▸ **DIRECTIONS**: Output the full listing below exactly, without the pictures.

## Begin

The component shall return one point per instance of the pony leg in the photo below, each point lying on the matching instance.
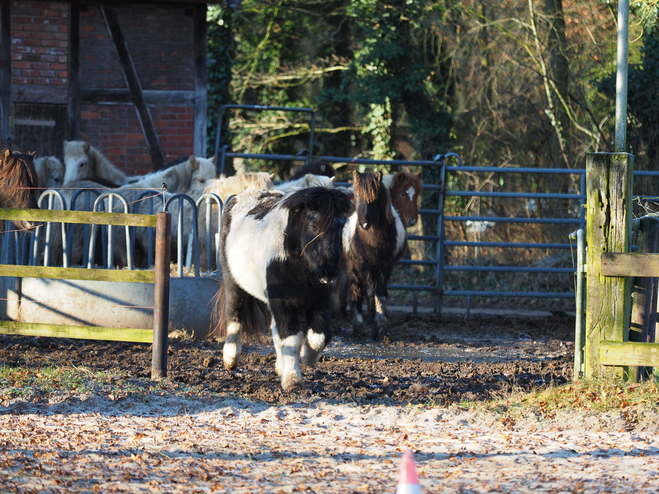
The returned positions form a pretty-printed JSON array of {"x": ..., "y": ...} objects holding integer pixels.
[
  {"x": 234, "y": 301},
  {"x": 378, "y": 309},
  {"x": 277, "y": 342},
  {"x": 288, "y": 362},
  {"x": 233, "y": 346},
  {"x": 318, "y": 336},
  {"x": 287, "y": 349}
]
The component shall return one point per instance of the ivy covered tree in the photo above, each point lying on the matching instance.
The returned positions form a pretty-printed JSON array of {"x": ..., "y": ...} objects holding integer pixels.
[{"x": 365, "y": 66}]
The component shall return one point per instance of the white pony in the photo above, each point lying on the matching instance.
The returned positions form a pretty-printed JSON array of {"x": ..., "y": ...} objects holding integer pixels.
[
  {"x": 50, "y": 171},
  {"x": 189, "y": 177},
  {"x": 82, "y": 161},
  {"x": 224, "y": 187},
  {"x": 308, "y": 180}
]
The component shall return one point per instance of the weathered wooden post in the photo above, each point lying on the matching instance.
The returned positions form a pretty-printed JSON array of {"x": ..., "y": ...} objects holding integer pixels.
[
  {"x": 644, "y": 295},
  {"x": 161, "y": 296},
  {"x": 609, "y": 178}
]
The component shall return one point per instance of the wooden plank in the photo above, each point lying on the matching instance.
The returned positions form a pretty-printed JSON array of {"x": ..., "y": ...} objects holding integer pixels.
[
  {"x": 74, "y": 104},
  {"x": 5, "y": 70},
  {"x": 609, "y": 178},
  {"x": 201, "y": 79},
  {"x": 152, "y": 97},
  {"x": 629, "y": 353},
  {"x": 35, "y": 94},
  {"x": 81, "y": 217},
  {"x": 161, "y": 297},
  {"x": 133, "y": 81},
  {"x": 628, "y": 264},
  {"x": 126, "y": 276},
  {"x": 78, "y": 332}
]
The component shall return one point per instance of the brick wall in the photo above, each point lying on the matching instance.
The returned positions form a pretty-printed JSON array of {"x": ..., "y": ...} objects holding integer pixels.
[
  {"x": 40, "y": 33},
  {"x": 160, "y": 40}
]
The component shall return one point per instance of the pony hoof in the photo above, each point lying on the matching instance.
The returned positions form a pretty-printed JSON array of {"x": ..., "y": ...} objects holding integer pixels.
[
  {"x": 230, "y": 365},
  {"x": 357, "y": 322},
  {"x": 292, "y": 382},
  {"x": 230, "y": 357}
]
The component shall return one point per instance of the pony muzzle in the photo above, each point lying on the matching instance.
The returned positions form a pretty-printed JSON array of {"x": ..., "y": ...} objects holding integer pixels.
[{"x": 327, "y": 275}]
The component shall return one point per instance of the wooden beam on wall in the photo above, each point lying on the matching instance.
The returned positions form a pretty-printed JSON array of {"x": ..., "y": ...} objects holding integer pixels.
[
  {"x": 74, "y": 100},
  {"x": 5, "y": 70},
  {"x": 201, "y": 79},
  {"x": 135, "y": 86}
]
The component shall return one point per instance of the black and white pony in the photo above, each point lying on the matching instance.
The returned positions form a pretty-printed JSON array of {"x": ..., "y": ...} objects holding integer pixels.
[
  {"x": 374, "y": 238},
  {"x": 281, "y": 253}
]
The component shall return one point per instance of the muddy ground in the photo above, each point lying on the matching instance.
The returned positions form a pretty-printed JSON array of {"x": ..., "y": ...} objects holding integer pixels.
[{"x": 426, "y": 359}]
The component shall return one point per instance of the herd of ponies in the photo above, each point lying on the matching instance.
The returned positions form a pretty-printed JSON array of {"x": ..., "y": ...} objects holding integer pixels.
[{"x": 291, "y": 253}]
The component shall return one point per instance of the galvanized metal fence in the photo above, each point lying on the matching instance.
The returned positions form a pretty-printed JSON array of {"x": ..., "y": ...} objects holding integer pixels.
[{"x": 435, "y": 246}]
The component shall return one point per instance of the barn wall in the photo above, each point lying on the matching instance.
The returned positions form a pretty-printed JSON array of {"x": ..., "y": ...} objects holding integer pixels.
[{"x": 160, "y": 40}]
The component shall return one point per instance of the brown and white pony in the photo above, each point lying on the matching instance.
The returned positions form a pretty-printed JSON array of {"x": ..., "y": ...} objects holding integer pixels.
[
  {"x": 281, "y": 252},
  {"x": 405, "y": 189},
  {"x": 19, "y": 183},
  {"x": 374, "y": 238}
]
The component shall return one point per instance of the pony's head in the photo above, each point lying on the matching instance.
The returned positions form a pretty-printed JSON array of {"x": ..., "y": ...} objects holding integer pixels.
[
  {"x": 404, "y": 190},
  {"x": 50, "y": 171},
  {"x": 256, "y": 180},
  {"x": 203, "y": 171},
  {"x": 77, "y": 162},
  {"x": 317, "y": 216},
  {"x": 371, "y": 199},
  {"x": 19, "y": 183}
]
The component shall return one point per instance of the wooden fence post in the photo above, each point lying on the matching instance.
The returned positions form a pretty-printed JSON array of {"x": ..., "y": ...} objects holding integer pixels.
[
  {"x": 161, "y": 296},
  {"x": 644, "y": 295},
  {"x": 609, "y": 178}
]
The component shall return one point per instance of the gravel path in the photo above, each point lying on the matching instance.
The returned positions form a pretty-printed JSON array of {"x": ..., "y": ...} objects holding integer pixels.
[{"x": 110, "y": 444}]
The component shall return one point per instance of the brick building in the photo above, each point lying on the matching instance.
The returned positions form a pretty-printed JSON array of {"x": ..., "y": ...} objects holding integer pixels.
[{"x": 129, "y": 77}]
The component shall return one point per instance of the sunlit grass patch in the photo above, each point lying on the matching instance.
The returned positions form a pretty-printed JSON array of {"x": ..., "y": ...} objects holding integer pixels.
[{"x": 594, "y": 395}]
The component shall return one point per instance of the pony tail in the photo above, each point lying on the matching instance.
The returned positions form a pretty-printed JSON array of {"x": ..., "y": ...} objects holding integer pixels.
[{"x": 256, "y": 318}]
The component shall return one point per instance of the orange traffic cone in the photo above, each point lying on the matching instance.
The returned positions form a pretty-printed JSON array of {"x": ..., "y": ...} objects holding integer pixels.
[{"x": 408, "y": 483}]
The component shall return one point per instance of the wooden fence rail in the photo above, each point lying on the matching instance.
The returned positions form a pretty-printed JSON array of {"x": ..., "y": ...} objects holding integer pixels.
[{"x": 159, "y": 278}]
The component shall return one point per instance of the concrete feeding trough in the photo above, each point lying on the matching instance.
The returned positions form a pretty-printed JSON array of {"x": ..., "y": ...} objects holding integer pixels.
[{"x": 110, "y": 304}]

## End

▸ **EXERCISE ANSWER**:
The component shall return one point per instance of the pony leg in the photo below, each point lying on the matching instance.
The returned positions form a pretty-printed JSON array of {"x": ..., "y": ...} objects holding integer pixels.
[
  {"x": 234, "y": 301},
  {"x": 378, "y": 309},
  {"x": 277, "y": 342},
  {"x": 288, "y": 362},
  {"x": 233, "y": 346},
  {"x": 318, "y": 336},
  {"x": 287, "y": 349}
]
The component shall return one point per instance of the ivy covered tree in the photo above, each point lying on the matching instance.
The returned positions form a pretty-printed JSON array of {"x": ..., "y": ...} objects holding integer pixels.
[{"x": 365, "y": 66}]
The component shall return one point per instance of the white pony in the photo above, each point lying on the matching instance.
The returned positions form a pretty-printed JSON array of {"x": ..., "y": ...} objects holding integer pixels.
[
  {"x": 50, "y": 171},
  {"x": 189, "y": 177},
  {"x": 82, "y": 161},
  {"x": 224, "y": 187},
  {"x": 308, "y": 180}
]
The component shall return one point per instance of the weathered wooden post in the photo above, each point lying on the matching instance.
The returned positions form a pretty-printed JSON array of {"x": ..., "y": ...} objects holding integer pixels.
[
  {"x": 644, "y": 295},
  {"x": 161, "y": 296},
  {"x": 609, "y": 178}
]
The component shall return one point per instance of the wooden plank in the photo above, each point lying on the matching instance.
The returned positions form a pretty-printed JSON array of {"x": ..., "y": ...} objects holding integer pixels.
[
  {"x": 74, "y": 104},
  {"x": 5, "y": 70},
  {"x": 609, "y": 178},
  {"x": 201, "y": 79},
  {"x": 152, "y": 97},
  {"x": 629, "y": 353},
  {"x": 35, "y": 94},
  {"x": 81, "y": 217},
  {"x": 161, "y": 297},
  {"x": 133, "y": 81},
  {"x": 628, "y": 264},
  {"x": 126, "y": 276},
  {"x": 78, "y": 332}
]
The component shall return one point per instance of the brick wall in the photo above, each point lying on the matching instance.
The returned positions form a pretty-printed JSON array of {"x": ..., "y": ...} objects holding integer pixels.
[
  {"x": 40, "y": 33},
  {"x": 160, "y": 40}
]
The component shall return one point per instance of the pony hoof in the photo above, each point lying on the matching instance.
The returned positions form a pretty-printed JSON array of {"x": ..., "y": ...} objects holding integer pixels.
[
  {"x": 230, "y": 365},
  {"x": 357, "y": 322},
  {"x": 292, "y": 382},
  {"x": 230, "y": 357}
]
The component shall return one point per instance of the pony muzzle in the photo above, each point lying on the matching instance.
The returned positions form a pretty-printed JSON array of {"x": ..., "y": ...} objects holding integer pixels.
[{"x": 327, "y": 275}]
The component shall return one point per instance of the wooden beam on wall in the photo above, each point lying on the matching instance.
The returned positions form a pretty-printed JSON array of {"x": ..., "y": ...} objects holding integer pixels.
[
  {"x": 74, "y": 100},
  {"x": 5, "y": 70},
  {"x": 201, "y": 79},
  {"x": 135, "y": 86}
]
The component shall return one point per instance of the black and white pony in the photo above, each point lying on the matching instance.
The returned positions form a pretty-printed JSON array of {"x": ..., "y": ...} objects holding integer pixels.
[
  {"x": 374, "y": 238},
  {"x": 281, "y": 253}
]
The component shall return one point per instance of the muddy ground in the photo above, each point lying on the matching instance.
The returned positions form a pretty-printed JSON array of {"x": ..., "y": ...} objects holding integer pixels.
[{"x": 426, "y": 359}]
The component shall return one point per instance of the herd of ponies in the photo above, each point lying on the matching instance.
The returned positions form a pretty-printed JSON array of {"x": ..., "y": ...} objects holding integer pixels.
[{"x": 291, "y": 253}]
The component shall return one point per instance of the galvanized metal fence in the photo above, each point lying on the matching instance.
The returned positions form a pretty-printed JSON array of {"x": ..., "y": ...} objects holding integer pixels.
[{"x": 435, "y": 246}]
The component shall return one point per instance of the barn wall in the photo above, each point lying on the matching instance.
The returned positions form a pretty-printed JSON array of {"x": ..., "y": ...} objects holding integer pixels.
[{"x": 160, "y": 40}]
The component shall return one point per instance of the brown and white pony in the photo above, each point lying on the matching instance.
The returned positions form a pretty-printed JSON array of {"x": ..., "y": ...} objects holding integer pixels.
[
  {"x": 281, "y": 252},
  {"x": 405, "y": 189},
  {"x": 19, "y": 183},
  {"x": 374, "y": 238}
]
The component shall return one point per instance of the pony's head in the photo above, each point lying on the matching instance.
The returned positions form a pretty-printed JSON array of {"x": ..., "y": ...} objects holding integer pixels.
[
  {"x": 404, "y": 190},
  {"x": 50, "y": 171},
  {"x": 256, "y": 180},
  {"x": 203, "y": 171},
  {"x": 77, "y": 162},
  {"x": 317, "y": 216},
  {"x": 371, "y": 199},
  {"x": 19, "y": 183}
]
The component shall return one point per instance of the wooden fence post in the photo above, each point lying on the matching instance.
The returned positions form a pretty-printed JSON array of {"x": ..., "y": ...} objects holding integer pixels.
[
  {"x": 161, "y": 296},
  {"x": 644, "y": 295},
  {"x": 609, "y": 178}
]
The component shall return one point per instance of the gravel path in the photo above, each point lying on the matching instance.
The returned positions form a pretty-printed JSON array of {"x": ..., "y": ...} objects holding integer pixels.
[{"x": 110, "y": 444}]
The component shall return one point per instance of the brick building in the photo above, each point lying on the matching instance.
The returned positions form a pretty-printed JSON array of {"x": ..., "y": ...} objects holding integer pixels.
[{"x": 129, "y": 77}]
The component shall return one point per instance of the sunlit grass patch in the photo above, each point lying on the matching instance.
The returned positions form a pretty-printed JSON array of {"x": ..., "y": ...} objects holding integer pixels.
[{"x": 594, "y": 395}]
The component shall return one point per instance of the pony tail in the photo above, each point lying on the matching instance.
The returned positions form a pretty-printed JSON array of {"x": ..., "y": ...} objects holding integer pixels.
[{"x": 256, "y": 318}]
The component shall return one point per instance of the orange traffic cone in the photo above, each point lying on the matching instance.
The returned positions form a pretty-printed JSON array of {"x": ..., "y": ...} objects holding integer pixels.
[{"x": 408, "y": 483}]
The component shall return one point per instance of the wooden fence rail in the photo above, each point lying on the matching instance.
The returned positions form a pretty-printed JSON array of {"x": ..., "y": ...} objects holding integer pixels.
[{"x": 159, "y": 278}]
The component shall return one point per instance of the concrete feeding trough in the photo above, each point lying on the matching instance.
The returned positions form a pretty-printed JSON array of {"x": ..., "y": ...} objects holding integer pixels.
[{"x": 110, "y": 304}]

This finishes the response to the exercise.